Start of Document extract

Scientific classification
- Kingdom: Plantae
- Clade: Tracheophytes
- Clade: Angiosperms
- Clade: Monocots
- Order: Alismatales
- Family: Alismataceae
- Genus: Sagittaria
- Species: S. guayanensis
- Binomial name: Sagittaria guayanensis Kunth
- Subspecies: Sagittaria guayanensis subsp. guayanensis ; Sagittaria guayanensis subsp. lappula (D.Don) Bogin ;
- Synonyms: Echinodorus guayanensis (Kunth) Griseb. ; Lophiocarpus guayanensis (Kunth) Micheli ; Lophotocarpus guayanensis (Kunth) T.Durand & Schinz ; Lophotocarpus guayanensis (Kunth) J.G.Sm. ;

= Sagittaria guayanensis =

- Genus: Sagittaria
- Species: guayanensis
- Authority: Kunth
- Conservation status: LC

Species of plant

Sagittaria guayanensis, the Guyanese arrowhead, is a perennial aquatic plant species native to both the Old and New World. It has broadly hastate (arrow-shaped) leaves with ovate lobes.

End of Document extract
Start of Information provided

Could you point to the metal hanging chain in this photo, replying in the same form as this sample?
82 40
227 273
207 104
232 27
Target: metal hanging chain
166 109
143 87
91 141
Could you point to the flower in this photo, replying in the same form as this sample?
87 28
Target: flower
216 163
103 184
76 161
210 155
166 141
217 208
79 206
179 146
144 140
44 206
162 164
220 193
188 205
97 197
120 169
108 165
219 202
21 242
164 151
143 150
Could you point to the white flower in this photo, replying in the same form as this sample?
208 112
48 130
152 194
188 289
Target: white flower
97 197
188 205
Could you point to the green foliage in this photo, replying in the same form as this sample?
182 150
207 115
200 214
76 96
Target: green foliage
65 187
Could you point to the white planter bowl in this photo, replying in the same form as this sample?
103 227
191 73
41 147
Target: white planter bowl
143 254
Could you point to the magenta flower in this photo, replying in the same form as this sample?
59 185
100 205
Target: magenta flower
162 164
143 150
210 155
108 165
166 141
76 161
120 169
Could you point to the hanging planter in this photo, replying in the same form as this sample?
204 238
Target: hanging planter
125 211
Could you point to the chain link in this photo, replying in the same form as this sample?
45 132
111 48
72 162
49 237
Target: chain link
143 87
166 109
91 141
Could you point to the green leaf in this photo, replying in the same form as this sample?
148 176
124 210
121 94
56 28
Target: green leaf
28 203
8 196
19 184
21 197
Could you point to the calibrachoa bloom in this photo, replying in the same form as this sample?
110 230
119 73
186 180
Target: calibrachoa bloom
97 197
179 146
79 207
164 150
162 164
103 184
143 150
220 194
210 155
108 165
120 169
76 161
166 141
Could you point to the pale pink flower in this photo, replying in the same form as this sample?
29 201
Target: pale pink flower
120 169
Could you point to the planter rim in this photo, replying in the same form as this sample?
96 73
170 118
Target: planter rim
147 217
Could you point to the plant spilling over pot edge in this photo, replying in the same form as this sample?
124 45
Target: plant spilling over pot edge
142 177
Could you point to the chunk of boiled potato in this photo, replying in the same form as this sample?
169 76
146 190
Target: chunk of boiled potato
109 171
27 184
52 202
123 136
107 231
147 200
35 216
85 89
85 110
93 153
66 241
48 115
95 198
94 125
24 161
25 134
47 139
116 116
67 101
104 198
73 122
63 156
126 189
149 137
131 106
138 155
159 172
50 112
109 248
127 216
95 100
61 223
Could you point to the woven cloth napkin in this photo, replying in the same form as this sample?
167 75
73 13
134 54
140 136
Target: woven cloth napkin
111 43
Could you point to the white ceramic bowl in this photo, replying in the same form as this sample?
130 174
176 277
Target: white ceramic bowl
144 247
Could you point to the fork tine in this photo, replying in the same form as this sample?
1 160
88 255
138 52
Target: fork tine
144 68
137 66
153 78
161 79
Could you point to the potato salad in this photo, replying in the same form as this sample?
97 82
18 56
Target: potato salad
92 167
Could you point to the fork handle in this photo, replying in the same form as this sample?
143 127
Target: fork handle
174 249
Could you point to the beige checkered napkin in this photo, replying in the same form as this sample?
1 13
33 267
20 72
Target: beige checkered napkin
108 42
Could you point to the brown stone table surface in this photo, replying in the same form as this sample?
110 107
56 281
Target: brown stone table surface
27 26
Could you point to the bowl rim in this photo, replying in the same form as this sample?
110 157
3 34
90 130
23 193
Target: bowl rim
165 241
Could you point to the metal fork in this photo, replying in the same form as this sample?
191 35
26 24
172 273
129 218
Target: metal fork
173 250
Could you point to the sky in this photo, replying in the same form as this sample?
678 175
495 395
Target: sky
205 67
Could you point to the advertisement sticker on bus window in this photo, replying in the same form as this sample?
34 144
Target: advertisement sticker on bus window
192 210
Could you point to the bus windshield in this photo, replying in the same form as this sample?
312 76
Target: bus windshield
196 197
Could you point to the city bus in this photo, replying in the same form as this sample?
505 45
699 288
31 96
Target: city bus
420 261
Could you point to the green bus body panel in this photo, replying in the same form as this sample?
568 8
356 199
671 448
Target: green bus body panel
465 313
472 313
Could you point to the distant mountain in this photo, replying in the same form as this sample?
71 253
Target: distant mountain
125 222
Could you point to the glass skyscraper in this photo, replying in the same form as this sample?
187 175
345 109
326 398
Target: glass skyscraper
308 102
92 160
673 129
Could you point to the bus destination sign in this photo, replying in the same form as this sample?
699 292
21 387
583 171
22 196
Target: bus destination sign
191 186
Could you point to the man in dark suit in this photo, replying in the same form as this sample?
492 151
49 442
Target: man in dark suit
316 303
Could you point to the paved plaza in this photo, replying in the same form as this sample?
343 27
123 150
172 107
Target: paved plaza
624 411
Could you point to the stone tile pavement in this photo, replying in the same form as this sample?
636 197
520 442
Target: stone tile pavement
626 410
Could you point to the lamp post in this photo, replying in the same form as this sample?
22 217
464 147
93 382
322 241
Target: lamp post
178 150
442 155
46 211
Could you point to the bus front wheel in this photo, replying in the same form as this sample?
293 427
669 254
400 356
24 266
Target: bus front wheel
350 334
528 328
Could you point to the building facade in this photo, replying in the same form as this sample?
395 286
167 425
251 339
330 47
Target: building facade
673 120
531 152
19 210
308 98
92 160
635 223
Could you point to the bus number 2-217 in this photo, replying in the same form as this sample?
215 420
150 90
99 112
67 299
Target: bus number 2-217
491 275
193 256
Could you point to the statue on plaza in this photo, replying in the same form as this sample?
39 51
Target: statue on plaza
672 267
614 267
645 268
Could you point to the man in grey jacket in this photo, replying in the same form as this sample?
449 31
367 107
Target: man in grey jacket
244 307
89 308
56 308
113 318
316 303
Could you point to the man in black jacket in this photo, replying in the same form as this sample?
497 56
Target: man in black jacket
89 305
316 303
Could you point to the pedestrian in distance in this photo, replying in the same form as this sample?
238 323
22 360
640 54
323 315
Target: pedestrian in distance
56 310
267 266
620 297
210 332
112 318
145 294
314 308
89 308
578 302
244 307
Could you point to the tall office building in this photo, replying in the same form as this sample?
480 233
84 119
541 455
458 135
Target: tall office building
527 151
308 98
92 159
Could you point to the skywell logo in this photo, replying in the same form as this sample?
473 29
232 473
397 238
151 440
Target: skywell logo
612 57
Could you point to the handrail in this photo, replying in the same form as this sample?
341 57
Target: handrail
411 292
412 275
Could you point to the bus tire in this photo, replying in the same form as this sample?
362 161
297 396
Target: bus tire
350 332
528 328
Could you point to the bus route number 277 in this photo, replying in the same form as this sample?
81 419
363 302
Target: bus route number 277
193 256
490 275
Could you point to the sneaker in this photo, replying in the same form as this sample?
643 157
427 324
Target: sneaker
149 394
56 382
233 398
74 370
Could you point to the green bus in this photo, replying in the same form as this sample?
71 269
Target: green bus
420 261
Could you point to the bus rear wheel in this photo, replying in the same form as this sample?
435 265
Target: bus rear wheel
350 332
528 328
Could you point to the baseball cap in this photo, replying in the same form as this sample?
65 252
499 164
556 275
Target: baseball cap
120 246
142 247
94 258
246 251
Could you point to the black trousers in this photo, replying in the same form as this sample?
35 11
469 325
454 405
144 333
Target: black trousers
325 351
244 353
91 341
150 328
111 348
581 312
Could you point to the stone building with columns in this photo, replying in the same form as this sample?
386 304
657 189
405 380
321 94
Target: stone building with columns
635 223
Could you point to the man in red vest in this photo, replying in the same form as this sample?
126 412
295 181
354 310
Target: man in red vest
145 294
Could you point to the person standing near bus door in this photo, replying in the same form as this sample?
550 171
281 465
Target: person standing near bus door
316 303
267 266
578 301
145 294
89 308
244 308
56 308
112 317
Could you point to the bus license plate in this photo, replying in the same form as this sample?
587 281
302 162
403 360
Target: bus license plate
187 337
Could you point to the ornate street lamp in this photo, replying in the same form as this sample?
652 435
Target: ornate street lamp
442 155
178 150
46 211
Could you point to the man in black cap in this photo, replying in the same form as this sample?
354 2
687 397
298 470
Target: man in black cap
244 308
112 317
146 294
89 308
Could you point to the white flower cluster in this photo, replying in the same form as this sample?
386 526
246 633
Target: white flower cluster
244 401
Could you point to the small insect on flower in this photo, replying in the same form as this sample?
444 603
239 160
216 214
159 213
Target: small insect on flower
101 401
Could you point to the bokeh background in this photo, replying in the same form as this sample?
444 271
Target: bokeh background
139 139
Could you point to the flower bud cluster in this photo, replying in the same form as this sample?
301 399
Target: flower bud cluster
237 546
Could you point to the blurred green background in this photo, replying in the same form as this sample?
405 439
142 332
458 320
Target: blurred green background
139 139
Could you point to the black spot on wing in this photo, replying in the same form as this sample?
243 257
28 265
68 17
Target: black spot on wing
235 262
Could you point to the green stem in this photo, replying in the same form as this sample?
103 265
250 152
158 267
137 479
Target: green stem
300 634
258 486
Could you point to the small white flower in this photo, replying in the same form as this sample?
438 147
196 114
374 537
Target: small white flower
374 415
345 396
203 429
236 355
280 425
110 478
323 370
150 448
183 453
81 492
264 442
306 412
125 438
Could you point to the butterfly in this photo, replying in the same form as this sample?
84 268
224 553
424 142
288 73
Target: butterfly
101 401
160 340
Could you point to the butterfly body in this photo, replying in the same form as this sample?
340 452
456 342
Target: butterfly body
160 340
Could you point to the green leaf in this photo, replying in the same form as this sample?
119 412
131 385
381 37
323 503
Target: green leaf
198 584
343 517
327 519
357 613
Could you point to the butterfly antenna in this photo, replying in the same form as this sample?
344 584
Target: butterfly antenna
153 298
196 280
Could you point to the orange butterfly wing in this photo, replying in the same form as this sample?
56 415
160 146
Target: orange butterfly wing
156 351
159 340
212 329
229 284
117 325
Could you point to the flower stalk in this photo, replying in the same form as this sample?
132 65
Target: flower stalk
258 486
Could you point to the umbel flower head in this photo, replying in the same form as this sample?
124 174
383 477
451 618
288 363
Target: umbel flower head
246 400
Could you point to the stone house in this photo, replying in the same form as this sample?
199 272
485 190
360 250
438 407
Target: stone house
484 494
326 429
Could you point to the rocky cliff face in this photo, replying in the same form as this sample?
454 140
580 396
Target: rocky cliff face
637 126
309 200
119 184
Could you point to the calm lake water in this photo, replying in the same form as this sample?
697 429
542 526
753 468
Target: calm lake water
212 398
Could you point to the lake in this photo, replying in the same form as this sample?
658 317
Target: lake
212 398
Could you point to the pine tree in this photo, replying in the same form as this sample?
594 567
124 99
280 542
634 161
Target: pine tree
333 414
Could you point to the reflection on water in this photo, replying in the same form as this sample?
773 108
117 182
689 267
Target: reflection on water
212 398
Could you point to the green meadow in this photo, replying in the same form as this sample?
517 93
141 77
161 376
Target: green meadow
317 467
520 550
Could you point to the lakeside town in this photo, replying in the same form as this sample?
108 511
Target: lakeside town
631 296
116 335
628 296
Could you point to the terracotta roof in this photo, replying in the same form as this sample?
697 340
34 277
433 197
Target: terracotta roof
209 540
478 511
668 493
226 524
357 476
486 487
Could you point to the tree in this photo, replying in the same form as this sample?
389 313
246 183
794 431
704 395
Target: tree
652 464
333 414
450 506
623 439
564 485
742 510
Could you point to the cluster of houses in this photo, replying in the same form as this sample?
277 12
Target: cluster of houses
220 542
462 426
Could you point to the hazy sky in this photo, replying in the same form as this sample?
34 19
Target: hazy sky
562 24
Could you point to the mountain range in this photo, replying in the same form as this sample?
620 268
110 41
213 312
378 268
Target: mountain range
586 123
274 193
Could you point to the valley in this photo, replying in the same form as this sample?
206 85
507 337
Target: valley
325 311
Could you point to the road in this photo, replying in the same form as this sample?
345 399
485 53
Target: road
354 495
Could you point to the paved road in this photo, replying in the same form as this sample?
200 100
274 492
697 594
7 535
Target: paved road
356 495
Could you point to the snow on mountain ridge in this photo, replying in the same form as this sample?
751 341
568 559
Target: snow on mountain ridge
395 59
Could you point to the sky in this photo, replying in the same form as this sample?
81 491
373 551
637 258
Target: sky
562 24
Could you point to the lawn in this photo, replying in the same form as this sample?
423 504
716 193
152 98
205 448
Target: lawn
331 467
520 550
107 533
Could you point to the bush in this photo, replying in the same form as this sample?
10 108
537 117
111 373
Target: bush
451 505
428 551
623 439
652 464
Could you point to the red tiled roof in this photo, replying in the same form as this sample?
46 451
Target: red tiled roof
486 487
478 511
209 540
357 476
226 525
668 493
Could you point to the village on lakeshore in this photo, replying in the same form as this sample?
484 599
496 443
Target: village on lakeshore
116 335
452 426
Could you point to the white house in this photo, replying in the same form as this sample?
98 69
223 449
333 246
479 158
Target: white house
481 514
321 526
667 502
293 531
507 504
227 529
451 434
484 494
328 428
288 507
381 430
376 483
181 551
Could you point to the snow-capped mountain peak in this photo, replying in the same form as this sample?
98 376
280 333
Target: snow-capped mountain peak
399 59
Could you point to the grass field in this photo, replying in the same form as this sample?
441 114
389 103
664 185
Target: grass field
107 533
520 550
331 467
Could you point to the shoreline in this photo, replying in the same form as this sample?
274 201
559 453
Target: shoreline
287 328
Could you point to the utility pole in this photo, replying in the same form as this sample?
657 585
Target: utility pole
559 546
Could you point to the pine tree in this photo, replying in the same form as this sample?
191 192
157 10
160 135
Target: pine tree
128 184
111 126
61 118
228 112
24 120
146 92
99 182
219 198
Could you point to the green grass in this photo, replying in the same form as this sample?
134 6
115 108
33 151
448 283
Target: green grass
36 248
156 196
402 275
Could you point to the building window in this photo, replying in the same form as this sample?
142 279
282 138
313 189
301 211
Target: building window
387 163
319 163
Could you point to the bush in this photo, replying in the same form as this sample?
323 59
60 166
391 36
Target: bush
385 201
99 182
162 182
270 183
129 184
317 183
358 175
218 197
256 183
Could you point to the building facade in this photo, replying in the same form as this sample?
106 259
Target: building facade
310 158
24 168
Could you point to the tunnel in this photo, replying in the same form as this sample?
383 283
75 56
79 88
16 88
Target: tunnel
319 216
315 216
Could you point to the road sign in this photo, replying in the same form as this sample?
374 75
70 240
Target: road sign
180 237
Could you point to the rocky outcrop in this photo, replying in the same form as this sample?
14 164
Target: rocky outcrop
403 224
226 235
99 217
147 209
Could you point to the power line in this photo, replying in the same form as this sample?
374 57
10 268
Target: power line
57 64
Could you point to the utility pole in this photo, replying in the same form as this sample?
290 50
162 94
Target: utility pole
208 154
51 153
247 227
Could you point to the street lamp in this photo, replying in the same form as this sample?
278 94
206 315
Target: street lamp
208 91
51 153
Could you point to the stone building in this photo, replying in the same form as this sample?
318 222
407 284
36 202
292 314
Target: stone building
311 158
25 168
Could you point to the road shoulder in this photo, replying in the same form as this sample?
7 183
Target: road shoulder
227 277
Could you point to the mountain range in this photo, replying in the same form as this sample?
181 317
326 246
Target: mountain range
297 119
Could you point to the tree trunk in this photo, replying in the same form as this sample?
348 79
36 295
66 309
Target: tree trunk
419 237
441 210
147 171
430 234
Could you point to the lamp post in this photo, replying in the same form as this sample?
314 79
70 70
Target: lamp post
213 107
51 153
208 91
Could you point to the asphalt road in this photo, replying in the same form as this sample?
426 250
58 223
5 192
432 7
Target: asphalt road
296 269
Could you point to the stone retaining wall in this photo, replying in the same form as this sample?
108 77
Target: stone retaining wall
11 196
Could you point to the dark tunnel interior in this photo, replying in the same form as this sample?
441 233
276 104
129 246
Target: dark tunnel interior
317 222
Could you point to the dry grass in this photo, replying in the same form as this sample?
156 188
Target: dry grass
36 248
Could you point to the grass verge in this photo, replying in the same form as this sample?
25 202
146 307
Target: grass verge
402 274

End of Information provided

Brief:
Continue the text about Sagittaria guayanensis from the point where it stops.

Response to the exercise:
The epithet has incorrectly been spelled "guyanensis" by some authors. The type locale is not Guyana but rather in the Guayana region in what is now eastern Venezuela, regarded as part of Colombia when the specimen was collected.

It is predominantly tropical, native to Mexico, Central America, the West Indies, and much of South America, as well as West Africa (from Senegal to Cameroon), south and southeast Asia (from Afghanistan to Taiwan to Indonesia), plus Sudan and Madagascar. It was unknown in the United States until a few populations were reported from Louisiana in 1969.

Guyanese arrowhead were also found in the forests of Pilibhit in India.